Start of Document text

Eldwyn carefully shuffles the monster summoning and flame strike scrolls to the top of the stack in case of trouble. Turning to his fellow 'halfling' with the arcane scrolls he says, "I cannot make use of most of these, what about you?"


----------



## Thanee (Oct 30, 2006)

Kylest climbs up to the walkway, in order to get a view of what's happening outside. He slips once, but can hold on to the wooden construction, which appears rather dilapidated after all those years. Eventually, the athletic dwarf manages to reach a window and take a look.

Kylest:
[SBLOCK]A good dozen orcs are scattered in front of the entrance. They are clad in leather or chain armor and have a variety of weapons, most of them of the typical kind for orcs, big and powerful. Some carry bows as well. Some are still grumbling and arguing and they are obviously waiting for something. A bit farther away, an ogre is sharpening the rather nasty-looking nails driven through his greatclub. Another orc, or is it a half-orc, comes into view then. He is clad in a black chain armor with an overtunic showing the symbol of Bane and carries a heavy flail. This one has an aura of authority around him. Two more orcs, one of the brawnier kind, the other looking more like a shaman, are flanking him.[/SBLOCK]


----------



## hafrogman (Oct 30, 2006)

[sblock=ooc]Are the orcs looking towards the temple, as in waiting for us to come out, or more looking outwards as if waiting for the Banite to arrive?[/sblock]


----------



## hafrogman (Oct 30, 2006)

With a scowl written deeply on his face, Kylest makes his way carefully down from the ricketty walkway and walks back to his companions.

"There's a small army camped out there.  Around a dozen orcs plus an ogre, and it looks like they're all getting ready for worship, because a Banite priest just showed up.  This place is supposed to be the temple they're using?  I think we can expect company shortly."


----------



## Bloodweaver1 (Oct 31, 2006)

*Aylor Creegon*

"Just perfect..." Exclaims the dwarf in a soft sarcastic tone. _An army is not what I had in mind..._ Looking over the Gnome Priest she ask quickly, "The gig is up unless we can find another way out or hide us and those bodies. Ideas?" She motions to the bleeding Orcs lying motionless in the middle of the walk way.


----------



## Voadam (Oct 31, 2006)

Scotley said:
			
		

> Eldwyn carefully shuffles the monster summoning and flame strike scrolls to the top of the stack in case of trouble. Turning to his fellow 'halfling' with the arcane scrolls he says, "I cannot make use of most of these, what about you?"

End of Document text
Start of Supplied records

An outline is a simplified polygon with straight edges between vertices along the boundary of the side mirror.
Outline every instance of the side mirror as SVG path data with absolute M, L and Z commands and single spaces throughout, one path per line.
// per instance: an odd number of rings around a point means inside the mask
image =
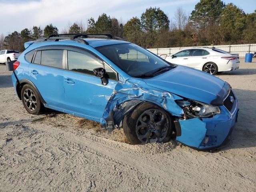
M 106 85 L 108 83 L 108 76 L 106 73 L 106 70 L 103 68 L 100 67 L 95 68 L 93 70 L 94 76 L 100 78 L 101 84 L 103 85 Z

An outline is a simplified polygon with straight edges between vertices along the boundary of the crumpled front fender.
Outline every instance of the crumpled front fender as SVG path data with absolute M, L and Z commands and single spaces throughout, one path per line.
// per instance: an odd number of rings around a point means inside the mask
M 175 102 L 182 98 L 175 94 L 147 85 L 144 81 L 128 79 L 118 82 L 108 100 L 100 120 L 104 129 L 110 133 L 115 126 L 119 127 L 126 114 L 142 102 L 150 102 L 178 117 L 183 110 Z

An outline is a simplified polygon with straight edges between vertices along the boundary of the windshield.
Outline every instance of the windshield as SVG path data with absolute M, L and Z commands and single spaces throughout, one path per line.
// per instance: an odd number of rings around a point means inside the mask
M 132 43 L 108 45 L 96 48 L 129 75 L 150 76 L 165 68 L 174 65 Z

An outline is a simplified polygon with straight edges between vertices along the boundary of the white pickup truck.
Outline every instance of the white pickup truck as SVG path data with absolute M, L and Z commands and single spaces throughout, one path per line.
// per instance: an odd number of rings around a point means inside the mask
M 20 54 L 18 51 L 12 50 L 0 51 L 0 63 L 16 61 Z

End of Supplied records

**Exercise task A**
In the game thread, what is the ogre doing when Kylest looks out the window?
**Exercise task B**
Pick up the game thread after its last line and write what comes next.

**Task result A**
He is sharpening the nails driven through his greatclub.

**Task result B**
"*I am a champion of the Spell-lord. I can use items of arcane magic but have not the magic to read scrolls at the ready*."


----------



## Thanee (Nov 1, 2006)

The wands have activation phrases written in runic script onto them, and while it's unclear what effect they will produce, it should be possible to let them produce an effect, if the wielder is generally able to use such an item.


----------



## Voadam (Nov 3, 2006)

Kordunn will take the wands and tuck them into his belt, just in case. He has his magic blade out though and keeps a hand free for spellcasting.


----------



## Thanee (Nov 3, 2006)

_“Any plans what we should do, when they start bashing down the doors? From the sound of it, that's what will happen shortly, right? We best use our currently superior position here, if there is no way to get out of here unnoticed,”_ Dirtan says, while looking around.


----------



## Scotley (Nov 3, 2006)

*Eldwyn*

Uncharacteristically excited and energetic in antisipation of the coming fight Eldwyn, "We should consider our order of battle. I expect to take my place in the rear dropping sling bullets on their heads. I can bring down fire with one of these scrolls as well." He gestures at the columns. "I say we back up and take concealed places before the door comes down." He begins to talk of heroic deeds past and try to inspire he fellows before the fight. 

OOC: Bardic Music, Inspire Courage.


----------



## hafrogman (Nov 3, 2006)

Kylest shrugs.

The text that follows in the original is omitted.